• **RAW DATA**:
..............................

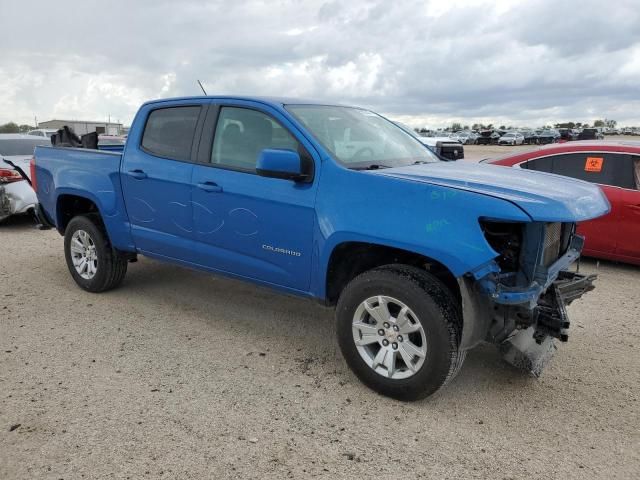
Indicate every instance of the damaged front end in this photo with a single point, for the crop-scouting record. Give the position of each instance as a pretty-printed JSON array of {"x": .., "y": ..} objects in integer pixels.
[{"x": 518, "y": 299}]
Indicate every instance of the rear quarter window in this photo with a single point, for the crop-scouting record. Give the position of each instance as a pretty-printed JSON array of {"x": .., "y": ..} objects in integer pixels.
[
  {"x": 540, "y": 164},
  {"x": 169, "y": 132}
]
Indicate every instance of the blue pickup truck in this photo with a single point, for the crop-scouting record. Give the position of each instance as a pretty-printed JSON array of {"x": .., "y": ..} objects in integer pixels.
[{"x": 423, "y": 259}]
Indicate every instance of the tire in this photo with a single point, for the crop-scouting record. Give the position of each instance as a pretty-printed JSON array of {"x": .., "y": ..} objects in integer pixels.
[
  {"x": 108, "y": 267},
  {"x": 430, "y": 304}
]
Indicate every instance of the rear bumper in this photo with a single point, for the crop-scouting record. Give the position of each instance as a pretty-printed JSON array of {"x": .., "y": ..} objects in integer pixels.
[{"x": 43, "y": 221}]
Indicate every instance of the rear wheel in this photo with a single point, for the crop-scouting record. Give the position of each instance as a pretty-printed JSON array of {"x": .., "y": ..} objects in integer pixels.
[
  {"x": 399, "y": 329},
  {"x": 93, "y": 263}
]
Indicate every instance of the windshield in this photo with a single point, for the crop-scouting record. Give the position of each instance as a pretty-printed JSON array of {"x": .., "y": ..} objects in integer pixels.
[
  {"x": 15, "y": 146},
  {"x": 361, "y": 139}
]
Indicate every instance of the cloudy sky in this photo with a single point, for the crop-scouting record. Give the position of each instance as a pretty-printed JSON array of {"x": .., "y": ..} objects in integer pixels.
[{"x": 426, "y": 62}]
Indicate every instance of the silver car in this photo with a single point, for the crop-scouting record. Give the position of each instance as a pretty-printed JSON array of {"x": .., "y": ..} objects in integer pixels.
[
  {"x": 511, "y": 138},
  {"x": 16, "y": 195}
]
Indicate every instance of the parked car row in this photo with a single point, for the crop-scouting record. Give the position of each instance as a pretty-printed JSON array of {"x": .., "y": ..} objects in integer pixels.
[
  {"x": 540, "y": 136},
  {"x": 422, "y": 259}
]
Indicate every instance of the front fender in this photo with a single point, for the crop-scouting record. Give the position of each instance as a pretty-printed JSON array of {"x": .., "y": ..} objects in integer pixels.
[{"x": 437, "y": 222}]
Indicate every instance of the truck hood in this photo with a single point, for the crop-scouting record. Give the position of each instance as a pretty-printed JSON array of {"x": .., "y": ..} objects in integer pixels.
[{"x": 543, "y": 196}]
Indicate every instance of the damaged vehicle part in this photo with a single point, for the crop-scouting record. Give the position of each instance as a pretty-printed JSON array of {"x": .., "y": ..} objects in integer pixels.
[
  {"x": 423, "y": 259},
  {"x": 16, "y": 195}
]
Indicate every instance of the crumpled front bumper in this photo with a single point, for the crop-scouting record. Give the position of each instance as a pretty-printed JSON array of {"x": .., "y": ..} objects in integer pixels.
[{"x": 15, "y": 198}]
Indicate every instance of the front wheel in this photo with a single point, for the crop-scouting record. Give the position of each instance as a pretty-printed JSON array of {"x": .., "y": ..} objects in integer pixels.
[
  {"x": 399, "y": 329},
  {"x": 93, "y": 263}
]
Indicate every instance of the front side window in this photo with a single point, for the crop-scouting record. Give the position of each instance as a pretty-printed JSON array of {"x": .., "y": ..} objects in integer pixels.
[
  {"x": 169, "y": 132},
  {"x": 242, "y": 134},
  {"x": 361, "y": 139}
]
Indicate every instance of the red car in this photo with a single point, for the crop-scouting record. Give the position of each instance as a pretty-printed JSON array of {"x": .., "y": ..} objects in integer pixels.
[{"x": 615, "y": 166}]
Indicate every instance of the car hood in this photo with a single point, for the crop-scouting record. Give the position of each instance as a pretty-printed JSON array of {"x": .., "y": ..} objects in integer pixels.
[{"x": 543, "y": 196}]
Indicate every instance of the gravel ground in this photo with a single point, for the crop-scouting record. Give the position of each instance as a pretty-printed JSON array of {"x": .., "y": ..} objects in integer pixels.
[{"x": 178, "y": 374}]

..............................

• **WHAT THE EXERCISE ASKS**: Reproduce all entries without any change, and omit the pictures.

• **OUTPUT OF THE EXERCISE**:
Indicate every instance of the damaged front end in this photo with a single point, for the crop-scouting record. Give the position of each instance as a pretty-printed JSON array of {"x": .., "y": ..} objects in integer pixels.
[{"x": 518, "y": 299}]
Indicate every instance of the rear quarter window in this photo with a single point, for the crop-scouting record. Give the position of each instance as a pretty-printed JSON array of {"x": .., "y": ..} objects in integer pixels.
[
  {"x": 540, "y": 164},
  {"x": 169, "y": 132}
]
Indicate every instance of the blue pickup truck in this photo with a single point, for the crop-scouting record. Give the position of each instance as a pretty-printed JSON array of {"x": .., "y": ..} objects in integer pixels.
[{"x": 423, "y": 259}]
Indicate every instance of the tire in this photo with a single point, for the crop-scouting record. Give the position of each instance as a pretty-printed JSON array of {"x": .., "y": ..} objects in integer pixels.
[
  {"x": 108, "y": 267},
  {"x": 430, "y": 304}
]
Indicate every instance of the rear bumper in this photo with a single point, for the crop-scouting record. Give the position of each instance as a pretty-printed JSON array of {"x": .., "y": ..} objects in integer pixels.
[{"x": 43, "y": 221}]
Indicate every instance of the rear wheel in this photo with a single point, for the crop-scouting record. Give the position of each instance as a pretty-printed JSON array of {"x": .., "y": ..} objects in integer pixels.
[
  {"x": 399, "y": 329},
  {"x": 93, "y": 263}
]
Indicate every instance of the windshield in this photo with a single point, for the crop-scouting record. Give the position of each instance as a pretty-printed JSON array of {"x": .., "y": ..} objects in integer pixels.
[
  {"x": 15, "y": 146},
  {"x": 361, "y": 139}
]
Indicate every instance of the cloudy sky in this photo with a single point, for the crop-scouting record. Give the position of each instance as a pretty-printed JSON array of {"x": .., "y": ..} objects in integer pixels.
[{"x": 426, "y": 62}]
Indicate every instance of the silver car in this photo with a single point, for the crop-scouting record. Give the position of each instance as a pretty-printed JSON array of {"x": .., "y": ..} objects in integer pixels.
[
  {"x": 511, "y": 138},
  {"x": 16, "y": 195}
]
Indicate every instance of the parked car row in this photo with a single point, for the crop-scouting record. Give the position of each instance as a pretty-printed JSON array of {"x": .., "y": ..} objects in integer pixels.
[
  {"x": 540, "y": 136},
  {"x": 422, "y": 259}
]
Indicate every instance of the front fender in this photo with a single point, for the crop-scouting record. Give the position of each instance as a pretty-printed JSON array of {"x": .., "y": ..} objects in integer pixels.
[{"x": 437, "y": 222}]
Indicate every instance of the truck hood in this photo with a single point, for the crop-scouting record. Give the position of each instance as a pretty-printed JSON array of {"x": .., "y": ..} objects in integer pixels.
[{"x": 543, "y": 196}]
Indicate every instance of the damaged vehicle part in this photo with a single point, for the crop-scouting record. Give the position of each instance as a pretty-printed JSON array of {"x": .., "y": ..} objects in integer pixels.
[
  {"x": 423, "y": 259},
  {"x": 16, "y": 195}
]
Indicate every instance of the crumpled front bumper in this photo with a single point, for the crop-scouting record. Give the position of each instance as a pretty-printed JSON array of {"x": .., "y": ..} objects in integer pixels.
[{"x": 15, "y": 198}]
Indicate every instance of the front wheel in this photo with a single point, for the crop-scouting record. Give the position of each instance as a pretty-printed JSON array of {"x": .., "y": ..} objects in integer pixels.
[
  {"x": 399, "y": 329},
  {"x": 93, "y": 263}
]
Indicate every instance of the front side window in this photo with a single point, for the crop-scouting record. Give the position of each instance as a pretty-printed JSON array of {"x": .., "y": ..} objects in integer pixels.
[
  {"x": 169, "y": 132},
  {"x": 242, "y": 134},
  {"x": 361, "y": 139}
]
Indicate every instance of the red car in this photo with a single point, for the crop-scouting record. Give the position of each instance as a pretty-printed JSON array of {"x": .., "y": ..} objects in integer pixels.
[{"x": 615, "y": 166}]
Indicate every instance of the car hood in this photo with a single point, for the crop-scouting record. Give the position of each instance as a pretty-printed JSON array of {"x": .., "y": ..} objects in integer pixels.
[{"x": 543, "y": 196}]
Indicate every instance of the gravel ground in this photo with a single point, for the crop-scouting record. Give the position of each instance as a pretty-printed JSON array of {"x": .., "y": ..} objects in integer pixels.
[{"x": 178, "y": 374}]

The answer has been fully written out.